Raw records:
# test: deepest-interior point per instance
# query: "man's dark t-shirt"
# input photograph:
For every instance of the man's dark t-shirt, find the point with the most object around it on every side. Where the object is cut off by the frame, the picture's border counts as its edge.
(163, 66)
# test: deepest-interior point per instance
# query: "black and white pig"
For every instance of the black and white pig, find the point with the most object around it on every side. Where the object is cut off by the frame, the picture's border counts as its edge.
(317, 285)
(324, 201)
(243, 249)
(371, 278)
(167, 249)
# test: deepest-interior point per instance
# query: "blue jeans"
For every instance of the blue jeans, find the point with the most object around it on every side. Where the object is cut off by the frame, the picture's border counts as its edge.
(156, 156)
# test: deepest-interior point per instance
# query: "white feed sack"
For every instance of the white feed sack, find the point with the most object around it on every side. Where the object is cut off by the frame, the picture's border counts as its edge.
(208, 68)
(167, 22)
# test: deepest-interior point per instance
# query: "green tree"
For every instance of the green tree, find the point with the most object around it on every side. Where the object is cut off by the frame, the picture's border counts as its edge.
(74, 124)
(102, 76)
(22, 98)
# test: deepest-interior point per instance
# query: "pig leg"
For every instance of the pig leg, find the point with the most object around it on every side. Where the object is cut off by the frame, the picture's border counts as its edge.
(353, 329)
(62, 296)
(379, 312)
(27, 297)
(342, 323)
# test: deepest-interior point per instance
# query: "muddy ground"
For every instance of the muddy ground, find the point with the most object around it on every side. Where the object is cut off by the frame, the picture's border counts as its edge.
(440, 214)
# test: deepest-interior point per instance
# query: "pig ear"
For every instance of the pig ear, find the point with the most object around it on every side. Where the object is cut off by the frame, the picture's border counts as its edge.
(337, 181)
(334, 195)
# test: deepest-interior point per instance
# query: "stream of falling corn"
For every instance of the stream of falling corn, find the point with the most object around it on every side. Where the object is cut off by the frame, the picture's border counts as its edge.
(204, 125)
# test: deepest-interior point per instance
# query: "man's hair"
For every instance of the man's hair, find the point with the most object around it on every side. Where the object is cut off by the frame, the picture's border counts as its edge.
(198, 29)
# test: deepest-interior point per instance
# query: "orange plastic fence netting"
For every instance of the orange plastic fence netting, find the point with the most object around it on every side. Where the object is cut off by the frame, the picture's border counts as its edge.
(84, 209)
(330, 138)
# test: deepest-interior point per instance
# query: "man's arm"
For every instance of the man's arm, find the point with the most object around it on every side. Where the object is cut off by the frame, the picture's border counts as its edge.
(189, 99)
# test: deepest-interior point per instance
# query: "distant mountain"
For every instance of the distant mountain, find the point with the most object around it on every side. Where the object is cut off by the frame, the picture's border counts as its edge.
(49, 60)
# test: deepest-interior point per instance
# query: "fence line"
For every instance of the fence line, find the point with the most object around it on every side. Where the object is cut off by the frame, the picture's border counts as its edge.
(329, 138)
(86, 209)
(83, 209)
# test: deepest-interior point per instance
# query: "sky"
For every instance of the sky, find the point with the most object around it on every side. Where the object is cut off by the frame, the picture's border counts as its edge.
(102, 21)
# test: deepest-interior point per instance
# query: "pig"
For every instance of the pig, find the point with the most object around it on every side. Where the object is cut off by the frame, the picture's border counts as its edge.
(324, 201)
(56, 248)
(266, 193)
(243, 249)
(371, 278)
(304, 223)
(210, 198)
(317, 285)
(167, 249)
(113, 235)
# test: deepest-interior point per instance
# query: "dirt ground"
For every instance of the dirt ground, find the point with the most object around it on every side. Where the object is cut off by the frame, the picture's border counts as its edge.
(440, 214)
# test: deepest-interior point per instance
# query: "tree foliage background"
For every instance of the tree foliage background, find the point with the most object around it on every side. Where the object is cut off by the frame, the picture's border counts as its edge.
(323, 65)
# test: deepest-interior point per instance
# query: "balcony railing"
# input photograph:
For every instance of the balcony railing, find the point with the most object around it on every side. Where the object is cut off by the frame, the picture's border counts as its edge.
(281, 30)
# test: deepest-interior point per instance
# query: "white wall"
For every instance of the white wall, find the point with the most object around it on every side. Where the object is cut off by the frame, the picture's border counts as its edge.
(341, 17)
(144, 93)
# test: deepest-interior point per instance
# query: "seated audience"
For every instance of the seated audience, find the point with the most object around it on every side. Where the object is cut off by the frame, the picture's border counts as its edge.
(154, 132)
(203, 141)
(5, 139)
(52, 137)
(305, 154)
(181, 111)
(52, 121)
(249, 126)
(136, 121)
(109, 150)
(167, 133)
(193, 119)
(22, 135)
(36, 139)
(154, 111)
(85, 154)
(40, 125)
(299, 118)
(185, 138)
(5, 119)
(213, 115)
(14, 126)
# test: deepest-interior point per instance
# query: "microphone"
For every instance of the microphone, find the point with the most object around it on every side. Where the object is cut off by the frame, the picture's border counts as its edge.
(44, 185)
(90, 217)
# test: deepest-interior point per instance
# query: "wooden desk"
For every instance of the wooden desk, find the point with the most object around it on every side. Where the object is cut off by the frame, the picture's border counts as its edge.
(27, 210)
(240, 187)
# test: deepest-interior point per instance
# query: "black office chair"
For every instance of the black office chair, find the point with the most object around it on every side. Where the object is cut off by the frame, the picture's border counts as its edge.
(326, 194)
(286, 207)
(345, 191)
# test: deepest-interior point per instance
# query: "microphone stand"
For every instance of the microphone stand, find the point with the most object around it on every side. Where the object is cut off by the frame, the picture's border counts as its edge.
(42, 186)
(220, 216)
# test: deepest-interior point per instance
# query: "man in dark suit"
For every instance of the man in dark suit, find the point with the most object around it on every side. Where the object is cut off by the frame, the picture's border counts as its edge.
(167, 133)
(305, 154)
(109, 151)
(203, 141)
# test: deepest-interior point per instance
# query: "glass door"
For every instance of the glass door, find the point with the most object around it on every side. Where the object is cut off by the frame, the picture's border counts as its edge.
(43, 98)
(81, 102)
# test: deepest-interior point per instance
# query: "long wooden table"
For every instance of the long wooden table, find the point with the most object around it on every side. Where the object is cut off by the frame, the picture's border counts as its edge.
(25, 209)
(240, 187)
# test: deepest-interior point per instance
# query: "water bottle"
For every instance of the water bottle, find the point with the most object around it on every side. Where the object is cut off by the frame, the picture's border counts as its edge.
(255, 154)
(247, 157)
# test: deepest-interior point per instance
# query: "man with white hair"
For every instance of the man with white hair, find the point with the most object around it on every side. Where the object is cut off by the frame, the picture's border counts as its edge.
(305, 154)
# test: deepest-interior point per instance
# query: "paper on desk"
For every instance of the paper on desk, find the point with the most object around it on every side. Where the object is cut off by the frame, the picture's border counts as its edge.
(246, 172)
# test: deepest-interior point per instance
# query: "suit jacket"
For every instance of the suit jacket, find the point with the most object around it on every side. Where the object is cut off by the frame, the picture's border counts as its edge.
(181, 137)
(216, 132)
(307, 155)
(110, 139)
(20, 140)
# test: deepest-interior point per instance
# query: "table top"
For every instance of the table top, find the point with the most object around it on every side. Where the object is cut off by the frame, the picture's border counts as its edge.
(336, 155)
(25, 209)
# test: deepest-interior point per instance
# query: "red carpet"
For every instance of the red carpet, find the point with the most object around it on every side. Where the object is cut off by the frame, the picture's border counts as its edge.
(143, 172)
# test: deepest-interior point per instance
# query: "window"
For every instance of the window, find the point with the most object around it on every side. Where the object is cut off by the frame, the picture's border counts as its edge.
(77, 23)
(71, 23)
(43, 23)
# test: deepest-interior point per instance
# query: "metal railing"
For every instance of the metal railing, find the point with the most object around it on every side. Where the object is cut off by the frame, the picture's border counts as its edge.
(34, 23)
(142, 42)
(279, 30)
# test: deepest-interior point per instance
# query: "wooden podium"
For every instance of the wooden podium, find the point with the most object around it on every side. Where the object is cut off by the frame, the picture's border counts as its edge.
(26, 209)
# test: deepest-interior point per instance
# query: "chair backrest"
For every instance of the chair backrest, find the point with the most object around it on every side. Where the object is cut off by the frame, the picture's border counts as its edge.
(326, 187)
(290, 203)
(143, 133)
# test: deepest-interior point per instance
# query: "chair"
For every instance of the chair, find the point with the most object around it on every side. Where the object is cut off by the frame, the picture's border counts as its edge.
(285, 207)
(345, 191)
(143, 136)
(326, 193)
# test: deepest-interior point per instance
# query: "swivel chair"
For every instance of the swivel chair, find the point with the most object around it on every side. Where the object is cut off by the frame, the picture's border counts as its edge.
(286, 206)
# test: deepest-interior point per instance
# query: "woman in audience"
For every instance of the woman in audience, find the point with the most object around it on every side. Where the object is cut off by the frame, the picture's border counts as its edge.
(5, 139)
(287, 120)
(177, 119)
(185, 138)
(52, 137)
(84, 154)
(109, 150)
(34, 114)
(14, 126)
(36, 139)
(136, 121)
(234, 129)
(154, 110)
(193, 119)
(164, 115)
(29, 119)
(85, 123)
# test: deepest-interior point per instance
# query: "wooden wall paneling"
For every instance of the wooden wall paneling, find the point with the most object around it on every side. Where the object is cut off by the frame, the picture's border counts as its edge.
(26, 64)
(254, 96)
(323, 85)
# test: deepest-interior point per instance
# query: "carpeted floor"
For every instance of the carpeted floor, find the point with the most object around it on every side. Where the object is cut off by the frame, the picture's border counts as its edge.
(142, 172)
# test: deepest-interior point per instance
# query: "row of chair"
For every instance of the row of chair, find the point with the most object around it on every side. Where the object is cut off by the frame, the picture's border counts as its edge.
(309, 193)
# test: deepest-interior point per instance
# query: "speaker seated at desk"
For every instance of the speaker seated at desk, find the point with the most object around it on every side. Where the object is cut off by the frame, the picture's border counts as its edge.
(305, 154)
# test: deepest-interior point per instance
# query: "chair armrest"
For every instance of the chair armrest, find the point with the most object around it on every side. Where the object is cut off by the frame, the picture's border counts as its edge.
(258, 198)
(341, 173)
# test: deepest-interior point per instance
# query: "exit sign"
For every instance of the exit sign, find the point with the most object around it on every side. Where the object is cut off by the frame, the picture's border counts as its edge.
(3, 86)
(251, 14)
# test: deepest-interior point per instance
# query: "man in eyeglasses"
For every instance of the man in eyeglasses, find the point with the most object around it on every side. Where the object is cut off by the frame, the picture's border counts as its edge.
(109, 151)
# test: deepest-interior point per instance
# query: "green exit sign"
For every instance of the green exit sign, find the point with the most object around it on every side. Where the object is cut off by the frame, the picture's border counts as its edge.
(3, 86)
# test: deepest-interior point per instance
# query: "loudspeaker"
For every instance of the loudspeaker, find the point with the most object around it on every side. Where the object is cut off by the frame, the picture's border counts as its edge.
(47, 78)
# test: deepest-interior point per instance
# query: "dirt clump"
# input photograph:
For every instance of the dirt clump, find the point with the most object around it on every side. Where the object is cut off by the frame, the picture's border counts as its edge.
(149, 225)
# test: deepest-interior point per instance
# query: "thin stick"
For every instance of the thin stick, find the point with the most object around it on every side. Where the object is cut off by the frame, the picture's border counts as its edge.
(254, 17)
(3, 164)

• _Problem statement_:
Report every line of the records that contains the string "netting", matching case exactly.

• _Task response_:
# query: "orange plastic fence netting"
For every instance of the orange plastic fence netting, find the point with the most object around it on every side. Where the object is cut off by the frame, the picture's border counts as its edge.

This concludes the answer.